*Data to use*.
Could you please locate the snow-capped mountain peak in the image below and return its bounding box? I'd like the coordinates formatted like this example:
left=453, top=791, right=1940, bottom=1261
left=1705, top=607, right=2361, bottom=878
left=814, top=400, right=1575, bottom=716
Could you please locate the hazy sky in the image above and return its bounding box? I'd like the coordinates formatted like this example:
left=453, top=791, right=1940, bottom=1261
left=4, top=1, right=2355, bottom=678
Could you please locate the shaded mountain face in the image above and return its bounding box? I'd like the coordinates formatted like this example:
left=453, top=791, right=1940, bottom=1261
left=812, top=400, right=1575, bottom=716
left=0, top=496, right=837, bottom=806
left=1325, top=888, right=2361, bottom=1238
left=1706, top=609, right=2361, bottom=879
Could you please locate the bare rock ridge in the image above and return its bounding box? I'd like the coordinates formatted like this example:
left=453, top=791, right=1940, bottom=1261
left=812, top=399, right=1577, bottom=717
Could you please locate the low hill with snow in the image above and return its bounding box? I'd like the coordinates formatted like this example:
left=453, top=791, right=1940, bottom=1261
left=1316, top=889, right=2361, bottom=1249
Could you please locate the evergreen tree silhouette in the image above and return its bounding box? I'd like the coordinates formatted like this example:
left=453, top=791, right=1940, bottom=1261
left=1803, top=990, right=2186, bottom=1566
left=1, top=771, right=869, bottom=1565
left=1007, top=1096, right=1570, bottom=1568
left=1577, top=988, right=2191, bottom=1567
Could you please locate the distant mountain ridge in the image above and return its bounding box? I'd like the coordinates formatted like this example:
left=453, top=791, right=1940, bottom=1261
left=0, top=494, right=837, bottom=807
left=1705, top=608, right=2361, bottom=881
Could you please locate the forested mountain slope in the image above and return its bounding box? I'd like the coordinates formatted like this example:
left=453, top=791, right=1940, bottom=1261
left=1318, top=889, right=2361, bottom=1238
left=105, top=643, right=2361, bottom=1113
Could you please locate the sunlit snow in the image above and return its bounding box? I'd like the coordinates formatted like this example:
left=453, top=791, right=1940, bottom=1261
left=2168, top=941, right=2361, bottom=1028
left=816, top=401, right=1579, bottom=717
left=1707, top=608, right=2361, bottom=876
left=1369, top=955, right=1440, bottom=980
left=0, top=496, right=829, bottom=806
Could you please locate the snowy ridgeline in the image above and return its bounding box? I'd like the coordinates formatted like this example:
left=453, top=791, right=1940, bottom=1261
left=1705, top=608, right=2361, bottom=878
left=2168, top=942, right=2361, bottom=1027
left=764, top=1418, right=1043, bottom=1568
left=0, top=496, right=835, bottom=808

*Try it*.
Above are the records; retype them all without a single difference.

*Answer to the exercise*.
Could you please locate the snow-capped mountain peak in the image below and return its bounding box? I'd like the coordinates formatted like this example:
left=453, top=791, right=1940, bottom=1261
left=1705, top=607, right=2361, bottom=878
left=814, top=400, right=1575, bottom=716
Could you please locate the hazy sky in the image above and return its bounding box? I'd like the coordinates formatted like this example:
left=453, top=791, right=1940, bottom=1261
left=4, top=1, right=2355, bottom=678
Could you please locate the shaded mountain face in the image above and return its bounding box? I'd like the coordinates formatted like this example:
left=453, top=791, right=1940, bottom=1261
left=812, top=400, right=1575, bottom=716
left=0, top=496, right=837, bottom=806
left=1325, top=888, right=2361, bottom=1238
left=1706, top=609, right=2361, bottom=879
Could you please locate the bare rock ridge in the image above and return its bounding box? I'd like the coordinates formatted like this example:
left=453, top=791, right=1940, bottom=1261
left=812, top=399, right=1577, bottom=717
Could you please locate the low hill with snow in the image above and return its bounding box? I'd like the coordinates formatted like this example:
left=453, top=791, right=1940, bottom=1261
left=1316, top=889, right=2361, bottom=1249
Could you please locate the evergreen tree silhouette in the image above and return its bounding box? I'd like the coordinates formatted like this example:
left=453, top=791, right=1940, bottom=1261
left=1803, top=990, right=2186, bottom=1566
left=1, top=771, right=869, bottom=1565
left=1007, top=1096, right=1570, bottom=1568
left=1577, top=988, right=2191, bottom=1567
Could you please locate the distant mountain ridge in the image above and return its bounding box? I'd like the coordinates formatted like this example:
left=453, top=791, right=1940, bottom=1261
left=0, top=494, right=837, bottom=807
left=1705, top=608, right=2361, bottom=881
Could you please locate the forested mountain slope in the image above and return its bounding box? I'd like the coordinates formatted like this example:
left=453, top=791, right=1940, bottom=1261
left=1318, top=889, right=2361, bottom=1238
left=105, top=643, right=2361, bottom=1113
Could you please locate the sunlit snow in the image above and return its bounding box? I'd like the coordinates formatted like this example:
left=453, top=791, right=1940, bottom=1261
left=2168, top=941, right=2361, bottom=1028
left=816, top=401, right=1579, bottom=717
left=1707, top=608, right=2361, bottom=876
left=1369, top=955, right=1440, bottom=980
left=0, top=496, right=829, bottom=806
Could you please locate the snowy ridgeline in the image above and return its bounding box? I'd like the coordinates formatted like this example:
left=453, top=791, right=1940, bottom=1261
left=1705, top=608, right=2361, bottom=878
left=2168, top=942, right=2361, bottom=1027
left=764, top=1418, right=1043, bottom=1568
left=0, top=496, right=835, bottom=808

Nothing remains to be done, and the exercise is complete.